#### [OBJECTIF 1]
Relevez toutes les lignes du listing qui contiennent la chaîne « handle ».

#### [DOCUMENT SOURCE]
Et il ne s’agit pas là des témoignages isolés d’un panel de malchanceuses qui auraient tiré la courte paille lors de la répartition des tâches du ménage: une étude réalisée par Harris Interactive en avril dernier, sur demande du secrétariat français chargé de l’égalité entre les femmes et les hommes, révèle ainsi que durant le confinement, la préparation des repas et les tâches ménagères reviendraient principalement aux femmes, plus de deux tiers d’entre elles (68%) estimant que la répartition est inégalitaire au sein de leur couple. Et si on ajoute des enfants, les tensions augmentent: 40% des femmes vivant en couple avec un ou des enfants admettent que des tensions ou des désaccords sont déjà survenus concernant la répartition des tâches ménagères depuis le début du confinement ; contre 26% des femmes en couple sans enfant au foyer. En mars dernier, Amandine Hancewicz, présidente de l’association Parents & Féministes, sonnait l’alarme, annonçant qu’une augmentation des inégalités préexistantes au sein des couples était à craindre, et il semblerait donc que les semaines écoulées lui aient donné raison.
En admiration
Obstacle principal, selon les mamans interrogées pour les besoins de ce reportage? La stigmatisation. Celle de la société, bien sûr, pour qui une mère au foyer reste quelque part toujours un peu plus chanceuse que les mamans qui travaillent. Mais aussi celle qui a lieu dans le chef de leurs compagnons, qui ne réalisent pas toujours l’ampleur des tâches à accomplir, même quand elles sont sous leur nez. Alice, maman de deux enfants, avoue avoir aussi entretenu ces préjugés: “avant d’être moi-même maman, je ne comprenais pas ces mères au foyer, et je me demandais ce qu’elles pouvaient bien faire de leurs journées. Et puis j’ai eu un bébé, puis deux, et maintenant je suis littéralement en admiration face à ces mamans courageuses”.
Les mères au foyer restent stigmatisées, mais uniquement par les personnes qui n’ont connu ni de près ni de loin une mère assez dévouée pour occuper un rôle à part entière durant 126h/semaine si on compte une moyenne de 6 heures de sommeil quotidiennes”.

#### [OBJECTIF 2]
Traduisez en anglais cette phrase du document source : « Celle de la société, bien sûr, pour qui une mère au foyer reste quelque part toujours un peu plus chanceuse que les mamans qui travaillent. »

#### [DONNÉES EXTRAITES]
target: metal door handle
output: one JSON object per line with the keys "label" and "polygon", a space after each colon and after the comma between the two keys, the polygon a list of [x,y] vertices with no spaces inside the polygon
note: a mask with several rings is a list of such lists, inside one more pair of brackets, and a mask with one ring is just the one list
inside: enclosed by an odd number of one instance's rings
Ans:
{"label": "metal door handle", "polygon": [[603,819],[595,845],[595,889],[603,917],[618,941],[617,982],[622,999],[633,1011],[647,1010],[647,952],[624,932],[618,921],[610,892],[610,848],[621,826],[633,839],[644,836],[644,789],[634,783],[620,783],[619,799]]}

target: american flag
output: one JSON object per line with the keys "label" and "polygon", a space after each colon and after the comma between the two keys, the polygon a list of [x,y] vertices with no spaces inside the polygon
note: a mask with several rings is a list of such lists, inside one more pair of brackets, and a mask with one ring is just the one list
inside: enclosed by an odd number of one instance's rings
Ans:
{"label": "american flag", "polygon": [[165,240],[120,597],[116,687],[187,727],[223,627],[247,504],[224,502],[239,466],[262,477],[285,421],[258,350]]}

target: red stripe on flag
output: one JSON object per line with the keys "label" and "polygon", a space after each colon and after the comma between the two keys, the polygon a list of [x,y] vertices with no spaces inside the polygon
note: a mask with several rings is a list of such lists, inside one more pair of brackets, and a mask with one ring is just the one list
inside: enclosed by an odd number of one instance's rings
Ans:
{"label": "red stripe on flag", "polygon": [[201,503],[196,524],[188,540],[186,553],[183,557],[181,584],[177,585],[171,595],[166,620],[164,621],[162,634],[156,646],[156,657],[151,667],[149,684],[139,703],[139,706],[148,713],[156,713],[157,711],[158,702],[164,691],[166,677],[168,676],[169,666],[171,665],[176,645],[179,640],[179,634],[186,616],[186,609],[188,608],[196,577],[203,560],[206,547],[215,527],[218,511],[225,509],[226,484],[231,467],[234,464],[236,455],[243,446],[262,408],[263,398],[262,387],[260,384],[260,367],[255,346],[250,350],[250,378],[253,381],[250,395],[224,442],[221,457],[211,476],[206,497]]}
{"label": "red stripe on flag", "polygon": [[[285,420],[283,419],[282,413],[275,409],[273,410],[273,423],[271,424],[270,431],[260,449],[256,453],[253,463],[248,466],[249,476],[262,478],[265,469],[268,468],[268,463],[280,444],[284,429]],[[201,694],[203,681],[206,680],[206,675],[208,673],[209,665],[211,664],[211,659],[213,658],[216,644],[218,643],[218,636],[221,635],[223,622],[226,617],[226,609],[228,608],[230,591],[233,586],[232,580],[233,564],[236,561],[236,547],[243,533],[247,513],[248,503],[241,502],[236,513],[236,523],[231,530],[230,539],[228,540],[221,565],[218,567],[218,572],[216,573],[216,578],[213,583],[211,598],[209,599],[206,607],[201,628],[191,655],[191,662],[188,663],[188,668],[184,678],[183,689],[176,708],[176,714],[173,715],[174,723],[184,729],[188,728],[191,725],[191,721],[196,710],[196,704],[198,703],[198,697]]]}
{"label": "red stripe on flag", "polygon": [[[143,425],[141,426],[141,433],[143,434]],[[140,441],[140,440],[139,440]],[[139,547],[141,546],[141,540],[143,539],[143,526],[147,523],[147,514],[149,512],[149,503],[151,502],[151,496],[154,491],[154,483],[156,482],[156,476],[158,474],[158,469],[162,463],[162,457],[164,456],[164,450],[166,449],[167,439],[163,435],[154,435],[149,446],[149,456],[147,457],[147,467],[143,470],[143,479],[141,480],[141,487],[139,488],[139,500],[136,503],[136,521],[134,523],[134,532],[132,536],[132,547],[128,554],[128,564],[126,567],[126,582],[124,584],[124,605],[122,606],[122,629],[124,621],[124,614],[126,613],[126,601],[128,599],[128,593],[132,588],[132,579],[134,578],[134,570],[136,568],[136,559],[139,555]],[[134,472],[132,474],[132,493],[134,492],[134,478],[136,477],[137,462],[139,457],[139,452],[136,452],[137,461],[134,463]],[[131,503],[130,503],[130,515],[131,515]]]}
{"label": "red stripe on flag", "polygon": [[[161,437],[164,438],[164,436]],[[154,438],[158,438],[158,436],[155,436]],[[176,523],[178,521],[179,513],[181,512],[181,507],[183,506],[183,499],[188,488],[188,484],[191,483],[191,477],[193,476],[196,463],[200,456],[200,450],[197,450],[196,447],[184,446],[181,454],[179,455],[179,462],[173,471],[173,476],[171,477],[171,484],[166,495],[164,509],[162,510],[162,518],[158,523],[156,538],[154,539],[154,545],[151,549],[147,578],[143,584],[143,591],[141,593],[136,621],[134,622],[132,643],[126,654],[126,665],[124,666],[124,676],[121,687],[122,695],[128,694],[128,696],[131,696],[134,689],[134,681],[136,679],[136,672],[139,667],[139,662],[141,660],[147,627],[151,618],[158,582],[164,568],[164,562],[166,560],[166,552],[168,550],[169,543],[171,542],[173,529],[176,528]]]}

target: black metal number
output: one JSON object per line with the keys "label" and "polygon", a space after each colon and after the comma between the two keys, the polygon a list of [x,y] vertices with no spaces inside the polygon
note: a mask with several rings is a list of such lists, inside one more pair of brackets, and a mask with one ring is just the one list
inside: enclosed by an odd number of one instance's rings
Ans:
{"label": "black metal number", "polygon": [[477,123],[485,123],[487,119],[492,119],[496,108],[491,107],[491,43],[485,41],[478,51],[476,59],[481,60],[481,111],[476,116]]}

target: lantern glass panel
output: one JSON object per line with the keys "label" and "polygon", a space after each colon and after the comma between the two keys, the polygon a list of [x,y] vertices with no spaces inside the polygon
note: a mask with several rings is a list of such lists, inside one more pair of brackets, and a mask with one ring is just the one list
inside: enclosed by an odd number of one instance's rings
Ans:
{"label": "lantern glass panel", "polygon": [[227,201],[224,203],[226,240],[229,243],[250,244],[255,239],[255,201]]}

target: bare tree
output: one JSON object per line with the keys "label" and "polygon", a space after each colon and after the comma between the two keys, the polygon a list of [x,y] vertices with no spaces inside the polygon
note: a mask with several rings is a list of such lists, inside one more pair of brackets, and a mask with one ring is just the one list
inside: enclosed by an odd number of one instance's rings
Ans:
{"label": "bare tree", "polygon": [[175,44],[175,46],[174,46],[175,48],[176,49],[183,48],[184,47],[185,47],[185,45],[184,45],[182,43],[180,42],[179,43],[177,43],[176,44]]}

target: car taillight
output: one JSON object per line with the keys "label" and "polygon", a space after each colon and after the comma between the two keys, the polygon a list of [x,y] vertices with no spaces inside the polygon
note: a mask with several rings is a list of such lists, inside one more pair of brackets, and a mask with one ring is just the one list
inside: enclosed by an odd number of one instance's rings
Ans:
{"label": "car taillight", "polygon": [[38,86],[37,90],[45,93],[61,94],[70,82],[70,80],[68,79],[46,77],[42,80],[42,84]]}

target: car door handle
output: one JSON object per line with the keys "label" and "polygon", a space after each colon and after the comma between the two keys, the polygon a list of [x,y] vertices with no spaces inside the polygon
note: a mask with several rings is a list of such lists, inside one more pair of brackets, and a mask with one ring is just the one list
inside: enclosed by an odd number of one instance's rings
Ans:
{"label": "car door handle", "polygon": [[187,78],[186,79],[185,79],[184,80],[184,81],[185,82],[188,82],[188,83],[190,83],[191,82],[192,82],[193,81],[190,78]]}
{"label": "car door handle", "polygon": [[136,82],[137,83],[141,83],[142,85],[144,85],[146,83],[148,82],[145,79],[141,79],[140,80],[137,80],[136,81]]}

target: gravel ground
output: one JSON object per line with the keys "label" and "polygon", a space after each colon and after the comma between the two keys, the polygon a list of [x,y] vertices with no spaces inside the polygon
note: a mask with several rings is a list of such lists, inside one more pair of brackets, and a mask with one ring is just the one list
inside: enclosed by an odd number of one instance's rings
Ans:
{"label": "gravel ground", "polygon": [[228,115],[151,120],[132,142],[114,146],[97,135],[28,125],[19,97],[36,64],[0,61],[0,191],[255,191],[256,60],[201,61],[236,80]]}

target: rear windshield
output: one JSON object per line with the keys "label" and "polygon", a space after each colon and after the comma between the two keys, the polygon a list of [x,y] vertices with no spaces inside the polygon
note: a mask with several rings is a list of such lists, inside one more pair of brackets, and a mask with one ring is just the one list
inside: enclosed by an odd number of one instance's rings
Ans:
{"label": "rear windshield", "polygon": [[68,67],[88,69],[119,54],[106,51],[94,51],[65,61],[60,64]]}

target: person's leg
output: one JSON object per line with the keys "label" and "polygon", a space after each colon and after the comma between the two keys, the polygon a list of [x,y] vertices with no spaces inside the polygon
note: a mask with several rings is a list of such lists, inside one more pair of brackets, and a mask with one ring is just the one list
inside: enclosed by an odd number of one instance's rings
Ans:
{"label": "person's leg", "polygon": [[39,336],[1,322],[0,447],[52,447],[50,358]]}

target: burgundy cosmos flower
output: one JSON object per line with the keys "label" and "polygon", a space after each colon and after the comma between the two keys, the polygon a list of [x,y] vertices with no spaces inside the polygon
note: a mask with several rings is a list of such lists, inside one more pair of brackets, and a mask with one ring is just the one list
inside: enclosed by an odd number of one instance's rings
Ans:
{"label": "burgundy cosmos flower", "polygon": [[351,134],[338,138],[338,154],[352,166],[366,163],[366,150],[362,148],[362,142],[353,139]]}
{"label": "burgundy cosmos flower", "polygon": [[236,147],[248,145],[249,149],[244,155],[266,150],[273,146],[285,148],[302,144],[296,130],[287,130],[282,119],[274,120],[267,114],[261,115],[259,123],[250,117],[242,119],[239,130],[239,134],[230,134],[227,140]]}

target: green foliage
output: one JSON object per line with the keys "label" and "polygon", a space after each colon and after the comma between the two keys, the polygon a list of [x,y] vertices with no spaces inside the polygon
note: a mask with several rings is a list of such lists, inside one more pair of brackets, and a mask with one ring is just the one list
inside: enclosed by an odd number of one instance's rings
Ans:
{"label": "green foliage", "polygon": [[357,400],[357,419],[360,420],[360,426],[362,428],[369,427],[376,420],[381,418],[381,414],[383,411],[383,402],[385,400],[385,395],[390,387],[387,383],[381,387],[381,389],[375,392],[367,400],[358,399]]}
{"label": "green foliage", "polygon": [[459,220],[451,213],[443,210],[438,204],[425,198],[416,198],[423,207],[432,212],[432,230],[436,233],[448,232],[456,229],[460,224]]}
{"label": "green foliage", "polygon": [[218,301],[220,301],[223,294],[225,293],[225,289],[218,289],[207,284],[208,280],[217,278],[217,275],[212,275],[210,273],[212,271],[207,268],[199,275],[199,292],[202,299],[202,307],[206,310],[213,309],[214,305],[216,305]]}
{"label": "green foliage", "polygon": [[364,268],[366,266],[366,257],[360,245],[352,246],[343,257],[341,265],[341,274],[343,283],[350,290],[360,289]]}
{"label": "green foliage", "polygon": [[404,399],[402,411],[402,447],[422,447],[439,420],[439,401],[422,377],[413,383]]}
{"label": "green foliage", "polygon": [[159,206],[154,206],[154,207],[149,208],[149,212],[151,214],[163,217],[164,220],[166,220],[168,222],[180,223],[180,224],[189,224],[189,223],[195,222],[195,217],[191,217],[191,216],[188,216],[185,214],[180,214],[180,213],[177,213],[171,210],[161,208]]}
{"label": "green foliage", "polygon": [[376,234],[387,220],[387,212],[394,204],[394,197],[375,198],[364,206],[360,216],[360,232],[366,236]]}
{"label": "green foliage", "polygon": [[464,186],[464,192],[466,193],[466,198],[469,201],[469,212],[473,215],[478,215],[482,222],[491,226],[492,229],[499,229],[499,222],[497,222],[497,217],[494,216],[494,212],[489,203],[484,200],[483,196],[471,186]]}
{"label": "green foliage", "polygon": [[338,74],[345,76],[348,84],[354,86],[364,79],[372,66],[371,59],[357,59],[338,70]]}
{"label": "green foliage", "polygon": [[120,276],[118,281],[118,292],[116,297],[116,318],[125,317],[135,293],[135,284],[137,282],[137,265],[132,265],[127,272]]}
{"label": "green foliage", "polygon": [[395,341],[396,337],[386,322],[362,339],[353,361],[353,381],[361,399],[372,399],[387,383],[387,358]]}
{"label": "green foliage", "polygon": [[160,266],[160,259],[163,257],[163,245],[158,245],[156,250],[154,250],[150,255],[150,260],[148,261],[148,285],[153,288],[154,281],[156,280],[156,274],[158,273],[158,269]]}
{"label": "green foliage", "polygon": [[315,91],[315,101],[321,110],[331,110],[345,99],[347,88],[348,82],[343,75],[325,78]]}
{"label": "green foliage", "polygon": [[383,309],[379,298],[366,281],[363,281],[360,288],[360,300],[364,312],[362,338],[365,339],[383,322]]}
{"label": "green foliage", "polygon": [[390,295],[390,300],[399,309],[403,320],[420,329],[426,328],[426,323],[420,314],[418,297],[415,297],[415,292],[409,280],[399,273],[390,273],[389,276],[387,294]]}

#### [RÉPONSE 1]
target: metal door handle
{"label": "metal door handle", "polygon": [[603,819],[595,845],[595,889],[603,917],[618,941],[617,982],[622,999],[633,1011],[647,1010],[647,952],[624,932],[618,921],[610,892],[610,848],[621,826],[633,839],[644,836],[644,789],[634,783],[620,783],[619,799]]}
target: car door handle
{"label": "car door handle", "polygon": [[187,78],[186,79],[185,79],[184,80],[184,81],[185,82],[188,82],[188,83],[190,83],[191,82],[192,82],[193,81],[190,78]]}
{"label": "car door handle", "polygon": [[136,82],[137,83],[141,83],[142,85],[144,85],[146,83],[148,82],[145,79],[141,79],[140,80],[137,80],[136,81]]}

#### [RÉPONSE 2]
That of society, of course, in whose eyes a stay-at-home mother somehow always remains a little luckier than moms who work.